Print the line containing "Reviewer check: each instance of the dry" and each line after it through the end, please, with nothing added.

■ **EXTRACTED RECORDS**
● ● ●

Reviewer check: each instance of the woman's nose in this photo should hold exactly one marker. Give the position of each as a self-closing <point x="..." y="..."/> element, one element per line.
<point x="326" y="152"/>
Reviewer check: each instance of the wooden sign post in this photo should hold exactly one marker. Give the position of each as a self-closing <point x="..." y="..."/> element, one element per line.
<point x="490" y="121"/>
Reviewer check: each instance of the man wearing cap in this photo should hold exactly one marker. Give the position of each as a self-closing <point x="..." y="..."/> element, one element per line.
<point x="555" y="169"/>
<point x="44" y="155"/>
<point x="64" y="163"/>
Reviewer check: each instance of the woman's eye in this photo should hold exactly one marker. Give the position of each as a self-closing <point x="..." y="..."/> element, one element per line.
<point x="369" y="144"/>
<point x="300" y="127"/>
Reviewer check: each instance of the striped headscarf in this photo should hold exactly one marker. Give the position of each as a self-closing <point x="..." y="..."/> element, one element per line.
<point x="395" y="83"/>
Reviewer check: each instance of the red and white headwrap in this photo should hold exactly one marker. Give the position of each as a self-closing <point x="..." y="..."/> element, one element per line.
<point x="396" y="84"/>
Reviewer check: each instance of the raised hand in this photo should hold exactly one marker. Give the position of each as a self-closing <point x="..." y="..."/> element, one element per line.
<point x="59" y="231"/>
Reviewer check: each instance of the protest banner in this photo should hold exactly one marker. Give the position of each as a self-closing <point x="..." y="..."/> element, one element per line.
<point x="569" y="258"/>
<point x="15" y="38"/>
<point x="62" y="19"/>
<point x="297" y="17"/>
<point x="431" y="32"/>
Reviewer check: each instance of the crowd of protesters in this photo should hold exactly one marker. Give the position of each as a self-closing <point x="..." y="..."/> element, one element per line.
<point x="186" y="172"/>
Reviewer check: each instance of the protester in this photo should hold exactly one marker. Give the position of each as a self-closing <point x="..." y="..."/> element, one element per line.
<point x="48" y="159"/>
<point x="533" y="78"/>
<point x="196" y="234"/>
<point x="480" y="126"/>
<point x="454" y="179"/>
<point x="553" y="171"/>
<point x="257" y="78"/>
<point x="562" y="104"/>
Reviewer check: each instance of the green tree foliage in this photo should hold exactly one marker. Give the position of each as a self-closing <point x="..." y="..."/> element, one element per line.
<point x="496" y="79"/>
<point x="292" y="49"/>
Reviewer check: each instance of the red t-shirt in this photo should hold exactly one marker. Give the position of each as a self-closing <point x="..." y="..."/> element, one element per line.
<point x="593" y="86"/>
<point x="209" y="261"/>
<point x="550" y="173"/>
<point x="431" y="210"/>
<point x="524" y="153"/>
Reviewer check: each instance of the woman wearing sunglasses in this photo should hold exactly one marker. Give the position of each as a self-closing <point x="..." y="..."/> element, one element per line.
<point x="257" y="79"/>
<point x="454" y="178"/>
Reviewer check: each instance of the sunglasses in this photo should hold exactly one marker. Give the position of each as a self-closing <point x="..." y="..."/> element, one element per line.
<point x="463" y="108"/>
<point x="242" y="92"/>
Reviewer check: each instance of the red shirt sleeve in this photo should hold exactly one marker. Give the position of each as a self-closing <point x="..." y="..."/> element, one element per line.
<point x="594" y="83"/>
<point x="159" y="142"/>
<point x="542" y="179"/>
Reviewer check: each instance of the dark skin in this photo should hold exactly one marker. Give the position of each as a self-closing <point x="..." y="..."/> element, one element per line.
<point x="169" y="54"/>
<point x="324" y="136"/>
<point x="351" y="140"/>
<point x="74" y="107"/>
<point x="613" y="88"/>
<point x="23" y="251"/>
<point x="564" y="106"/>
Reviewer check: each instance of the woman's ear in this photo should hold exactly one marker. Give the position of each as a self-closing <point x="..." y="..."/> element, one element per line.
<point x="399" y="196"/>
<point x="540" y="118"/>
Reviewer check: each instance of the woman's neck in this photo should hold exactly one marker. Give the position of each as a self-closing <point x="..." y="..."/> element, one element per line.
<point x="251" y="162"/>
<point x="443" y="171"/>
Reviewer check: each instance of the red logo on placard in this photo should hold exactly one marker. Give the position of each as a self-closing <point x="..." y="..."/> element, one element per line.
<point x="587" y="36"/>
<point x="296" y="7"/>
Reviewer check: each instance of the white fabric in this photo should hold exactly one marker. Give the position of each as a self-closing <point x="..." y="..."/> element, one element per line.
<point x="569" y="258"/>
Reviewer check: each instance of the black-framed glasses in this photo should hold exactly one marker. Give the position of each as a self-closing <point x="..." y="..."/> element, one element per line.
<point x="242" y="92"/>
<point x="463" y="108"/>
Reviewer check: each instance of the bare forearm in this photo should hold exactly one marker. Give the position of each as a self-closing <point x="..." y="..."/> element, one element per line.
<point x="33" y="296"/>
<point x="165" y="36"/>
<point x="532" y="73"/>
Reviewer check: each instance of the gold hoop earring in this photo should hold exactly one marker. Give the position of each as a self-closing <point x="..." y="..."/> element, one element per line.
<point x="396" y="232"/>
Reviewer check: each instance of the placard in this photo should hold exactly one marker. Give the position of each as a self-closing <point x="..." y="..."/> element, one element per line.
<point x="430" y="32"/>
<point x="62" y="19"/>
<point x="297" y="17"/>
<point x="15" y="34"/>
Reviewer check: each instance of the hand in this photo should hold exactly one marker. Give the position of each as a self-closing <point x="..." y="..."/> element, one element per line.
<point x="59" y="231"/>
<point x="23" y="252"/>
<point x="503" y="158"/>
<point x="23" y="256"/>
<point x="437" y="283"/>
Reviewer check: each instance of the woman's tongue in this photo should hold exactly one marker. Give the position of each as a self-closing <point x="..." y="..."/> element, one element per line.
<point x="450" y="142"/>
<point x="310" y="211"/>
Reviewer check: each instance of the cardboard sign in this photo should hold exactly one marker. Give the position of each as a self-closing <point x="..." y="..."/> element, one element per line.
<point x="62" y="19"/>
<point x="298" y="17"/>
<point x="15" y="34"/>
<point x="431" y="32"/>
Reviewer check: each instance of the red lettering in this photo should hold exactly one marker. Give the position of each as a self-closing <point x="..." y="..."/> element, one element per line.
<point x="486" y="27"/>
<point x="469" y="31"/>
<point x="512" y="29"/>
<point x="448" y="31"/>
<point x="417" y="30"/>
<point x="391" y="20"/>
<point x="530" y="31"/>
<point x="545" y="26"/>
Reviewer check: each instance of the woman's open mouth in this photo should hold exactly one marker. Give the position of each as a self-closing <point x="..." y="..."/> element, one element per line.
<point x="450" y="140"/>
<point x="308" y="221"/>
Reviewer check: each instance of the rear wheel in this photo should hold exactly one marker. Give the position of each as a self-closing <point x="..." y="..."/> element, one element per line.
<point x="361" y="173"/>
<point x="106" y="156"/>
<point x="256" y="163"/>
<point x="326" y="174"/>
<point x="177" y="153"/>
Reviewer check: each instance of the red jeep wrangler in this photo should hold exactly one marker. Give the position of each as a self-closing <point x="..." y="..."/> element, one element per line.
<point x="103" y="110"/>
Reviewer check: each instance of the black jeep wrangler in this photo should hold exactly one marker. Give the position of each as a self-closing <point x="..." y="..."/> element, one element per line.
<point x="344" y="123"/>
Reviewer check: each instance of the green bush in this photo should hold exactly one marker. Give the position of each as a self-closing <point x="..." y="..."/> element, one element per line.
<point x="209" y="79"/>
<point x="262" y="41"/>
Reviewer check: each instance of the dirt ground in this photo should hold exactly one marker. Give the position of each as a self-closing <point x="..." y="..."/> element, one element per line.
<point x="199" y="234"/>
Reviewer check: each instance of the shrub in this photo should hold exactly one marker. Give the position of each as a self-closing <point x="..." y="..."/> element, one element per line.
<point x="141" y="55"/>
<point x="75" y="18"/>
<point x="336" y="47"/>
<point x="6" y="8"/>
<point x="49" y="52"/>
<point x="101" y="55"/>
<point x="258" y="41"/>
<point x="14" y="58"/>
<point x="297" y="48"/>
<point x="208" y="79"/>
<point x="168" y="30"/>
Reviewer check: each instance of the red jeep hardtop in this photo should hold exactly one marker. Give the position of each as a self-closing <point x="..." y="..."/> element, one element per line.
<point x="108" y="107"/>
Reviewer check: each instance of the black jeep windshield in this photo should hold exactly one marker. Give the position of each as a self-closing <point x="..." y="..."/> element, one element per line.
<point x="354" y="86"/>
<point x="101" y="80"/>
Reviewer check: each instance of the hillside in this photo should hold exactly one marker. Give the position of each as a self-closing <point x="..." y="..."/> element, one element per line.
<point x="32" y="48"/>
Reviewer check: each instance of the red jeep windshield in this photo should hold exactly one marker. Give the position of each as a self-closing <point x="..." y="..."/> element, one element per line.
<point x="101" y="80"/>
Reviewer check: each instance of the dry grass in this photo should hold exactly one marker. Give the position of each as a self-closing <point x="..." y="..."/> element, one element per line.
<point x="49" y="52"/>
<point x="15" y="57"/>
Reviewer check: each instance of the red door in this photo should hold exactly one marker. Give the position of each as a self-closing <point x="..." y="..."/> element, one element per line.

● ● ●

■ **EXERCISE RESULT**
Reviewer check: each instance of the dry grass in this photo should hold exactly one marker. Give the position of each as a self-closing <point x="..." y="..."/> element, one element per line.
<point x="49" y="52"/>
<point x="15" y="57"/>
Reviewer check: each instance of the red door in this photo should hold exactly one marker. Give the position of each as a self-closing <point x="..." y="..."/> element, one element per line.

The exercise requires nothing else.